[Given exercise]: Revise the listing below so that every "dense cityscape" reads "urban skyline". Leave all other text as it is.

= = =

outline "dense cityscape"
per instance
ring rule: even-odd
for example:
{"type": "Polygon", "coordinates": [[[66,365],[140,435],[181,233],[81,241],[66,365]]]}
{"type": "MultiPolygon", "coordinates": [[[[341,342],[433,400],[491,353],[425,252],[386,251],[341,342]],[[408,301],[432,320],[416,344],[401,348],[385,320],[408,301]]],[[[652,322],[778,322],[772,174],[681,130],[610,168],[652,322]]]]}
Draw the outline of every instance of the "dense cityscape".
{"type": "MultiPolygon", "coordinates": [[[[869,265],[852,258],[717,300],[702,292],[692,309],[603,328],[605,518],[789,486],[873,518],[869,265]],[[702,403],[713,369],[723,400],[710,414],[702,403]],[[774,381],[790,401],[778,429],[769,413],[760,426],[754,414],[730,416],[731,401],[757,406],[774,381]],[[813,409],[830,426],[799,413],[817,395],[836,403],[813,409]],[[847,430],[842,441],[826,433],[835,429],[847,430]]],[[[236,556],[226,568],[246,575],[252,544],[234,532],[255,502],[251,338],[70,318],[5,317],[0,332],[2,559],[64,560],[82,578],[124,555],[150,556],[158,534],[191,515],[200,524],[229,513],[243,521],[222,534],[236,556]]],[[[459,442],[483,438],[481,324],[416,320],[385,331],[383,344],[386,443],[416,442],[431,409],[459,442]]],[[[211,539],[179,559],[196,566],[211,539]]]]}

= = =

[Solved problem]:
outline "urban skyline"
per instance
ring rule: even-odd
for example:
{"type": "Polygon", "coordinates": [[[66,365],[140,435],[181,233],[81,241],[66,365]]]}
{"type": "MultiPolygon", "coordinates": [[[[341,342],[433,400],[491,353],[425,252],[386,251],[341,342]],[[408,301],[432,320],[416,344],[401,348],[385,320],[408,301]]],[[[652,322],[778,322],[772,174],[681,130],[610,168],[652,322]]]]}
Draw the outline of every instance of the "urban skyline".
{"type": "MultiPolygon", "coordinates": [[[[869,265],[852,258],[717,300],[702,292],[692,309],[603,328],[605,518],[789,486],[873,518],[869,265]],[[702,403],[713,369],[723,400],[710,414],[702,403]],[[774,381],[790,401],[778,429],[769,413],[760,426],[754,414],[730,416],[731,401],[757,406],[774,381]],[[813,409],[830,426],[799,413],[817,395],[836,403],[813,409]],[[847,430],[842,441],[826,433],[835,429],[847,430]]],[[[236,556],[226,568],[246,575],[252,544],[234,532],[255,502],[251,338],[70,318],[5,317],[0,332],[2,559],[64,560],[82,578],[124,555],[150,556],[158,534],[191,515],[200,524],[229,513],[243,521],[222,534],[236,556]]],[[[459,442],[483,438],[481,324],[416,320],[385,331],[383,344],[386,443],[416,442],[431,409],[459,442]]],[[[211,539],[179,559],[196,566],[211,539]]]]}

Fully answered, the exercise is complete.